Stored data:

=-=-=

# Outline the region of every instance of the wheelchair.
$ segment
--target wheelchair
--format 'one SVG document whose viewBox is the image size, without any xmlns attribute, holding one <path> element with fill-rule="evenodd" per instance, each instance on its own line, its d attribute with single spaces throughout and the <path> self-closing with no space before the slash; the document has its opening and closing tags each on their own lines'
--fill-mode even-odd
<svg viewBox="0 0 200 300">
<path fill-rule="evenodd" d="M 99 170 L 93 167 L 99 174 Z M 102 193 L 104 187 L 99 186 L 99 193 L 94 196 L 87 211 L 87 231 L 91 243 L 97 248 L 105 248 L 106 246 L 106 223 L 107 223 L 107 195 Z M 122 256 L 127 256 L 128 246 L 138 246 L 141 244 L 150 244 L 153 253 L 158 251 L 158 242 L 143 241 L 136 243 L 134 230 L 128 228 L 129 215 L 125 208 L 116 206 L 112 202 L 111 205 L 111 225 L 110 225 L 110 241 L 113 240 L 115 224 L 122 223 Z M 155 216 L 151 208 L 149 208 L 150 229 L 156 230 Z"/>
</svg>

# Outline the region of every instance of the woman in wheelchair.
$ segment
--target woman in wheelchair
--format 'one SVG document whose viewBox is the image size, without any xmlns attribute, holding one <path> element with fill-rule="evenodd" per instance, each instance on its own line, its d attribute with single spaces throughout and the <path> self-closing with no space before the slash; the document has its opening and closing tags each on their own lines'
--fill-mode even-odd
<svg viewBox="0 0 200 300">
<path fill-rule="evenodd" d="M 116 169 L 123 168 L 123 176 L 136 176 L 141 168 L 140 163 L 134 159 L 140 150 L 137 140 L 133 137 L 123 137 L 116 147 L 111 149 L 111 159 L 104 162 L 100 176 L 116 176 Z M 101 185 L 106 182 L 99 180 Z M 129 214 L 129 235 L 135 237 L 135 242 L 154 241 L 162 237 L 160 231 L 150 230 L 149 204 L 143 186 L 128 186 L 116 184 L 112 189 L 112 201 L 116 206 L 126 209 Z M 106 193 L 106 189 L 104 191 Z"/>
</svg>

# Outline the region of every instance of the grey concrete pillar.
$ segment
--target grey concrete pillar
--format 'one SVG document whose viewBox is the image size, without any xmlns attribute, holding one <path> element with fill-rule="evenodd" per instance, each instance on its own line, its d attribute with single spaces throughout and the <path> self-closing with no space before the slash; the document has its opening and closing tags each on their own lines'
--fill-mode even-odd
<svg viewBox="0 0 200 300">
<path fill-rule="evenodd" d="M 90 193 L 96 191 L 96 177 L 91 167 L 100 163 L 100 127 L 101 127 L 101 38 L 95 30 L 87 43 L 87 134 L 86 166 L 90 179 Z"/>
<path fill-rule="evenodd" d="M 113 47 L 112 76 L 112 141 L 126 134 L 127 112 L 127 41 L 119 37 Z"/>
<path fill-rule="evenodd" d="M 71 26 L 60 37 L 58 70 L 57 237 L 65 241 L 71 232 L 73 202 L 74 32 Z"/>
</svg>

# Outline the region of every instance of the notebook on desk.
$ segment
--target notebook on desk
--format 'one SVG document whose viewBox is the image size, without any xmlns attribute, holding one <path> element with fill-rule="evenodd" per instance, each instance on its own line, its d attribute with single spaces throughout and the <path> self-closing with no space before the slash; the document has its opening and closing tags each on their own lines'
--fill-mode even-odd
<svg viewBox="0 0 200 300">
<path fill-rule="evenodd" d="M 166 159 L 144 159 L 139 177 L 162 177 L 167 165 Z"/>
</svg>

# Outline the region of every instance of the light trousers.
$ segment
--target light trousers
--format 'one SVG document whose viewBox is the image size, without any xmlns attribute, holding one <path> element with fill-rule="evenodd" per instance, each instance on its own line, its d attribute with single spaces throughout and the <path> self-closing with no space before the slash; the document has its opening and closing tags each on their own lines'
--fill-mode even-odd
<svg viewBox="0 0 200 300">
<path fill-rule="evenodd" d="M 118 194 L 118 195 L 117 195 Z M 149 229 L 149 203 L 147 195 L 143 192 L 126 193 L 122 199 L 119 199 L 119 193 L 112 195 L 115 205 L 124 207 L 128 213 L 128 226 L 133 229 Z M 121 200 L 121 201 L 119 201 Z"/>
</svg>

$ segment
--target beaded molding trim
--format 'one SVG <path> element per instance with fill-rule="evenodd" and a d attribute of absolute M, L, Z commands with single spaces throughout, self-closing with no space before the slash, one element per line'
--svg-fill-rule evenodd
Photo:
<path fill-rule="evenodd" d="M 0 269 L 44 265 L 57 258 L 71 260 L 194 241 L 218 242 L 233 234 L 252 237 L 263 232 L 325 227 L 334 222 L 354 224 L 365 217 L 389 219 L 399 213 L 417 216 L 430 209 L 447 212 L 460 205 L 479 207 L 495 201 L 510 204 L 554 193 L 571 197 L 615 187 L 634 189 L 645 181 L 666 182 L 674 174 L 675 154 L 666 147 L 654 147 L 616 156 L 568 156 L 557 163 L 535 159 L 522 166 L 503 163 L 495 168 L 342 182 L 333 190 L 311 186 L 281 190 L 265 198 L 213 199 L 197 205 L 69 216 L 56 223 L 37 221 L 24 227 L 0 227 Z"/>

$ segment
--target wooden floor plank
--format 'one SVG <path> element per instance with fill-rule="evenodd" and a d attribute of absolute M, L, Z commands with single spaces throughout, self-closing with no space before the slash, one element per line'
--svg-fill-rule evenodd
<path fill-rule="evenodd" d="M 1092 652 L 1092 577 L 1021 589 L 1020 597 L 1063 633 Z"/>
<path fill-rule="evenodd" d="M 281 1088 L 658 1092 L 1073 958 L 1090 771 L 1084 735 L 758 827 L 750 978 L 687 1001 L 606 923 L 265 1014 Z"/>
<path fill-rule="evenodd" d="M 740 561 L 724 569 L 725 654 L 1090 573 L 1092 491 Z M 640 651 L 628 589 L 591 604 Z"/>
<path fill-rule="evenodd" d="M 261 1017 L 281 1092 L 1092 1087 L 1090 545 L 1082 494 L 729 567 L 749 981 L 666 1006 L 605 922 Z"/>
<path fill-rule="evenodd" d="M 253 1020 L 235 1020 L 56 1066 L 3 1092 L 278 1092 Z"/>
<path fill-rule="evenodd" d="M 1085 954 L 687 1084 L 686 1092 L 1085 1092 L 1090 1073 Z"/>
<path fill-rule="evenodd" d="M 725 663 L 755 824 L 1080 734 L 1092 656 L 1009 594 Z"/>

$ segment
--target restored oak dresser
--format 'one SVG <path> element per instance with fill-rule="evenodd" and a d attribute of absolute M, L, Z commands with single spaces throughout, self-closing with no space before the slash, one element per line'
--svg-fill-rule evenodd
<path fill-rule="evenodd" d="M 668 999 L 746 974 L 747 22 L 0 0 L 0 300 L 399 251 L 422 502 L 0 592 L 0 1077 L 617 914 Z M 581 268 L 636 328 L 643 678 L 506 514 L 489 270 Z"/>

=-=-=

INSTRUCTIONS FOR THE TASK.
Tally the lines of the stored data above that contain the word "trousers", and reply with only the number.

RESULT OF THIS EXERCISE.
2